• **DO THIS**
In the listing below, locate the line containing "Q: Provide one point on every instance of the bird's green"; reproduce that line and all lines that follow it, unchanged.

• **MATERIAL FOR THIS EXERCISE**
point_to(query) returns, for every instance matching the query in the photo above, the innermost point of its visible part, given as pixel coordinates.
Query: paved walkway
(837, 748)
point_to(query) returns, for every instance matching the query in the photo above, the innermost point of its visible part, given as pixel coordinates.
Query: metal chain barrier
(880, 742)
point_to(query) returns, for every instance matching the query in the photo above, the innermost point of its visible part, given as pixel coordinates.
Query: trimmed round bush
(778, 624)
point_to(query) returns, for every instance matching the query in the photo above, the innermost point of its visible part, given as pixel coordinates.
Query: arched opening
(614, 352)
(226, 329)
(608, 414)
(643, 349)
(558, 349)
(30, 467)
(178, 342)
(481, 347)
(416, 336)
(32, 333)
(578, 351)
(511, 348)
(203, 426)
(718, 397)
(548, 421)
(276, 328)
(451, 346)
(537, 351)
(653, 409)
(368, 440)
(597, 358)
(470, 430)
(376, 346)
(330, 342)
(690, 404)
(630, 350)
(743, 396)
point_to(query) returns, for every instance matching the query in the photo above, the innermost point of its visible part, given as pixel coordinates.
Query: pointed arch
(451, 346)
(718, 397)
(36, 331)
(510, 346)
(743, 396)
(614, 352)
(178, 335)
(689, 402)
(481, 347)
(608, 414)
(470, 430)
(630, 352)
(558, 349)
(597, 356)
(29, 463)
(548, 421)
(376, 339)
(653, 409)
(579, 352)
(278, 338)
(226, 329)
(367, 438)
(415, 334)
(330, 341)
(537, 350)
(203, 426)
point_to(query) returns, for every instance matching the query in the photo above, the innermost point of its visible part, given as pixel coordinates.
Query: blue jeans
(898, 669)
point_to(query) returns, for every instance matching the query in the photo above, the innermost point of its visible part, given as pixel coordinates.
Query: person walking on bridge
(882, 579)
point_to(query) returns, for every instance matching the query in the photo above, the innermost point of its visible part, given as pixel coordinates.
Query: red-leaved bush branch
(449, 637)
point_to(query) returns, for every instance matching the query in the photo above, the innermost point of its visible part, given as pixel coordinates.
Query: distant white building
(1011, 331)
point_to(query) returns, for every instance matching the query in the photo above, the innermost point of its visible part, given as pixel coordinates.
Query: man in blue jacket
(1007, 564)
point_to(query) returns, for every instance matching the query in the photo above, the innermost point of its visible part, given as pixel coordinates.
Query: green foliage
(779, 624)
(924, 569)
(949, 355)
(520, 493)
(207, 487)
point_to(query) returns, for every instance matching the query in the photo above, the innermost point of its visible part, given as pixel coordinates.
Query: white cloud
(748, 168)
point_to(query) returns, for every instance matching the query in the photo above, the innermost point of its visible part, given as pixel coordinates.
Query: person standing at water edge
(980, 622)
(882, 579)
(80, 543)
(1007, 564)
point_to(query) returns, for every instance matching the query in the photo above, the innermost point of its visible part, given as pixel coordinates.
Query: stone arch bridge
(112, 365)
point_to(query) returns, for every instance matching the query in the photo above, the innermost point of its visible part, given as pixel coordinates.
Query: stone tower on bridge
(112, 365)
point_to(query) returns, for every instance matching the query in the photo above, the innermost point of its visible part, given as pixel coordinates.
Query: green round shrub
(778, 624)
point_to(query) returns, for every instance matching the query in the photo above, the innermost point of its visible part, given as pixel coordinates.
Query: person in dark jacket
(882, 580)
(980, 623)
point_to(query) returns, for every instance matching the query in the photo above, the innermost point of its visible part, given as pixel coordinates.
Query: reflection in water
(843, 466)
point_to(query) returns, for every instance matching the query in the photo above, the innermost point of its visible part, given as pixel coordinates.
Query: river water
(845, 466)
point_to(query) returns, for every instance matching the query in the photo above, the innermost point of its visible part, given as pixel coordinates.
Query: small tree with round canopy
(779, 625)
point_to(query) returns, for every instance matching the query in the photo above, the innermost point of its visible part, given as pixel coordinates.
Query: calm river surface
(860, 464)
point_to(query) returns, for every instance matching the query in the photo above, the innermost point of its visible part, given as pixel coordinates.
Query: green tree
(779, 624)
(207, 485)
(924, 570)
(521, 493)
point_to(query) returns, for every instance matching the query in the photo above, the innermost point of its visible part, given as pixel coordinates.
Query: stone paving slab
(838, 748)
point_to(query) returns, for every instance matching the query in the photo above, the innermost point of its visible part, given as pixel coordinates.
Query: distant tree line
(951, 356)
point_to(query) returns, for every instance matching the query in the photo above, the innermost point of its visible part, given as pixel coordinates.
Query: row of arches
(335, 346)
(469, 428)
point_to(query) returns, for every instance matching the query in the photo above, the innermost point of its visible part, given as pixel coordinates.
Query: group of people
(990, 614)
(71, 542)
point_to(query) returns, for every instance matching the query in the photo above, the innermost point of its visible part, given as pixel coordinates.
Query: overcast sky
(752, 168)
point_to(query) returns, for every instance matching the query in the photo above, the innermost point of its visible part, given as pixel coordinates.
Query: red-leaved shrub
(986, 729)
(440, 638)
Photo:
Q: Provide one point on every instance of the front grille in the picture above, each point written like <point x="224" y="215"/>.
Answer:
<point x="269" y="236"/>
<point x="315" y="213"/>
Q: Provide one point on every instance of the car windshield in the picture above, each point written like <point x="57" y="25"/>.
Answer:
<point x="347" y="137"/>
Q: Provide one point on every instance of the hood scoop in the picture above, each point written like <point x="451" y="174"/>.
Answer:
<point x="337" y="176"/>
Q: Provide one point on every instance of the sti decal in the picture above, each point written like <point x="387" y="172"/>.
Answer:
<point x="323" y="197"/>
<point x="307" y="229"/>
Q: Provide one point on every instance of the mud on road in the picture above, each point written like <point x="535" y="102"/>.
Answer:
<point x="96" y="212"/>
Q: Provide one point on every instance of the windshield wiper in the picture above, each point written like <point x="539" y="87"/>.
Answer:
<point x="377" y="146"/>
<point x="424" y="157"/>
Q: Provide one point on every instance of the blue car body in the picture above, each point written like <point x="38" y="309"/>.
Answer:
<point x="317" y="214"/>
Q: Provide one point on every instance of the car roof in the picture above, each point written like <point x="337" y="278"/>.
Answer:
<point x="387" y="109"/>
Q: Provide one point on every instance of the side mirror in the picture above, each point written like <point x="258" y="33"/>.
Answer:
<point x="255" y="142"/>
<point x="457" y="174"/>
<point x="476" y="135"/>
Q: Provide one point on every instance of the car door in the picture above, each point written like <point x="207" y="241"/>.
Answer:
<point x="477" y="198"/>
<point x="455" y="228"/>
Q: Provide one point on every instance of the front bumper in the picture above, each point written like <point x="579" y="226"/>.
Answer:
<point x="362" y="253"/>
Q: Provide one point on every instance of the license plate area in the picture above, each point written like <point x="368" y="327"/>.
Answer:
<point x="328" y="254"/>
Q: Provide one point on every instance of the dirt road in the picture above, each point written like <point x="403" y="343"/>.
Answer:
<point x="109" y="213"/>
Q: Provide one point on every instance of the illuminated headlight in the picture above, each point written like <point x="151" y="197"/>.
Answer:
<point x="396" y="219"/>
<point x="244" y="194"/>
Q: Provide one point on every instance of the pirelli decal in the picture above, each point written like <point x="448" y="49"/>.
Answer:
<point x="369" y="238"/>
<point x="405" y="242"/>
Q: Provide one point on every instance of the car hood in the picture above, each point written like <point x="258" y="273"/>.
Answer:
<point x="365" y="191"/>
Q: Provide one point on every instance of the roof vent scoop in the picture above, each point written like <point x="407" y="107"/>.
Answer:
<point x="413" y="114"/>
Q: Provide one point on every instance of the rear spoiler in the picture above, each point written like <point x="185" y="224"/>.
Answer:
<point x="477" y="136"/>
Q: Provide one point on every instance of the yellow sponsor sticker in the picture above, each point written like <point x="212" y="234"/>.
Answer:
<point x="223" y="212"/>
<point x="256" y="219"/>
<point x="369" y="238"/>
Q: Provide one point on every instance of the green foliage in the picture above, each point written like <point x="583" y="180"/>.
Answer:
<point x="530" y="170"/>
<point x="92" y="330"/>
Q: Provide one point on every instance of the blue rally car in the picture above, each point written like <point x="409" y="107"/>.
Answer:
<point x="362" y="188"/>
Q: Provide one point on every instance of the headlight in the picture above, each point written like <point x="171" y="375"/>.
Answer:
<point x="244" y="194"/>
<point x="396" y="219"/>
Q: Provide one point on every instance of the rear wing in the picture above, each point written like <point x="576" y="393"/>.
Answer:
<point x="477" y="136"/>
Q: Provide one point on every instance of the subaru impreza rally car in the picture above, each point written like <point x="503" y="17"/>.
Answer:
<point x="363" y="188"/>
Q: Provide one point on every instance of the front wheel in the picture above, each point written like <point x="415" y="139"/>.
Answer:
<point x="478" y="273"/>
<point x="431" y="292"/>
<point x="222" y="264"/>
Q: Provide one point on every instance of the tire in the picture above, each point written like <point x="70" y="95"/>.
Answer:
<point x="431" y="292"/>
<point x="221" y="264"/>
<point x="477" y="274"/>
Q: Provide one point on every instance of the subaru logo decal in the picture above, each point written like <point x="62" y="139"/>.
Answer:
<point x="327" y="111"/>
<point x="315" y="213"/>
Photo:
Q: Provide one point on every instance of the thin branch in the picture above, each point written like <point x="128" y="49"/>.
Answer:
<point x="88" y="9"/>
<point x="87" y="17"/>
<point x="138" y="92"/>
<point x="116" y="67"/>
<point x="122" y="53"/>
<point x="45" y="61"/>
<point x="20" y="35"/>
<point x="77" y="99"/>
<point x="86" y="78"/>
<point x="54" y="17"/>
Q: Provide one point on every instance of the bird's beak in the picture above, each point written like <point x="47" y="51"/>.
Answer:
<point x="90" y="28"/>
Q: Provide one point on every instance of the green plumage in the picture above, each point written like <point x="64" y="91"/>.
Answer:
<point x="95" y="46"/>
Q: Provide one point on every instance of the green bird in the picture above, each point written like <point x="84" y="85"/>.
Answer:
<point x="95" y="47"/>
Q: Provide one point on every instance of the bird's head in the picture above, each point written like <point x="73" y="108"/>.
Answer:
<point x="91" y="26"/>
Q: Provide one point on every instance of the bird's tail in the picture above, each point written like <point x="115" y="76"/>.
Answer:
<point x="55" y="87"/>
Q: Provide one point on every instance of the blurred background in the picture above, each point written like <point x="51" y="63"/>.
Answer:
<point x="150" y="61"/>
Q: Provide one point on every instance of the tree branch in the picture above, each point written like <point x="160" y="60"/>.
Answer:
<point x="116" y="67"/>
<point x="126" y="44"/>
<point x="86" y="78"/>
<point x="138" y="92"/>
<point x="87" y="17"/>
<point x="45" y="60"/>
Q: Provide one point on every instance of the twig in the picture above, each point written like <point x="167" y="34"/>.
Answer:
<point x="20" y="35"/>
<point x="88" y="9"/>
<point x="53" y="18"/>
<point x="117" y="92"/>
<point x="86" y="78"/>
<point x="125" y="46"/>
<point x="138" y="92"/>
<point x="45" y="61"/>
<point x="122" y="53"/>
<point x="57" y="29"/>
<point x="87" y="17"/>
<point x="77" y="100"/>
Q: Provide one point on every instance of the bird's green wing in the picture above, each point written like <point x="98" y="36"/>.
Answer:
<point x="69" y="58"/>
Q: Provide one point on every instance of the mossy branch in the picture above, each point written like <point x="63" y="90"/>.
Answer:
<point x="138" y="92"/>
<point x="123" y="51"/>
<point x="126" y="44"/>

• **REPLY TO THE EXERCISE**
Q: Provide one point on every instance of the bird's green wing in the picture above, each point written like <point x="98" y="36"/>.
Answer:
<point x="69" y="58"/>
Q: Provide one point on every instance of the mossy branch in the picture above, each point written like <point x="63" y="90"/>.
Answer:
<point x="138" y="92"/>
<point x="123" y="51"/>
<point x="126" y="44"/>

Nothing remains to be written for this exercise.